◆ Written task 1 ◆
Please condense the paragraph in the excerpt on return address stacks that begins "The solution to the recursion problem" into a short bulleted list that keeps its main facts.
◆ Written task 2 ◆
Reproduce word for word the stretch of the excerpt on return address stacks from "The solution to" through "without any problems.".
BEGIN Excerpt to read
The use of an expression evaluation stack is so basic to the evaluation of expressions that even register-based machine compilers often allocate registers as if they formed an expression evaluation stack.

1.4.2 The return address stack

With the introduction of recursion as a desirable language feature in the late 1950s, a means of storing the return address of a subroutine in dynamically allocated storage was required. The problem was that a common method for storing subroutine return addresses in non-recursive languages like FORTRAN was to allocate a space within the body of the subroutine for saving the return address. This, of course, prevented a subroutine from directly or indirectly calling itself, since the previously saved return address would be lost.

The solution to the recursion problem is to use a stack for storing the subroutine return address. As each subroutine is called the machine saves the return address of the calling program on a stack. This ensures that subroutine returns are processed in the reverse order of subroutine calls, which is the desired operation. Since new elements are allocated on the stack automatically at each subroutine call, recursive routines may call themselves without any problems.
END Excerpt to read
BEGIN Material provided
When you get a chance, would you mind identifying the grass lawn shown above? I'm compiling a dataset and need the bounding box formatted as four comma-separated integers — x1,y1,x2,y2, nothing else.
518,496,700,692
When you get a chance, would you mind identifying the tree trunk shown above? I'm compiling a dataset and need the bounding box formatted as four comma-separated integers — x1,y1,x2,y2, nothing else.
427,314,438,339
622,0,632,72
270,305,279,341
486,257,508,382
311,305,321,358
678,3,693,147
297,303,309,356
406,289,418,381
END Material provided
BEGIN Material provided
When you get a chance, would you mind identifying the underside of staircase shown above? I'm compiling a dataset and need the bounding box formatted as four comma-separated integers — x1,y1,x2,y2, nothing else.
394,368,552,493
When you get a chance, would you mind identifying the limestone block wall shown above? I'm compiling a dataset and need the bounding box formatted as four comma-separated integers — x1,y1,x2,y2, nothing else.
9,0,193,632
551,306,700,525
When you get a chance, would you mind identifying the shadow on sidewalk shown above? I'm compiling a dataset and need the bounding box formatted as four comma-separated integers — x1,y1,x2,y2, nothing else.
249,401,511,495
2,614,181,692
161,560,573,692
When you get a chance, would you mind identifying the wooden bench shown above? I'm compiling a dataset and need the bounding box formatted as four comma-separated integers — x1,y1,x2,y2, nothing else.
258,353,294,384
END Material provided
◆ Worked solution 1 ◆
- A stack stores subroutine return addresses, which solves the recursion problem.
- Each time a subroutine is called, the machine saves the calling program's return address on the stack.
- Returns are therefore processed in the reverse order of calls, which is the desired operation.
- New stack elements are allocated automatically at each call, so recursive routines can call themselves without problems.

◆ Worked solution 2 ◆
The solution to the recursion problem is to use a stack for storing the subroutine return address. As each subroutine is called the machine saves the return address of the calling program on a stack. This ensures that subroutine returns are processed in the reverse order of subroutine calls, which is the desired operation. Since new elements are allocated on the stack automatically at each subroutine call, recursive routines may call themselves without any problems.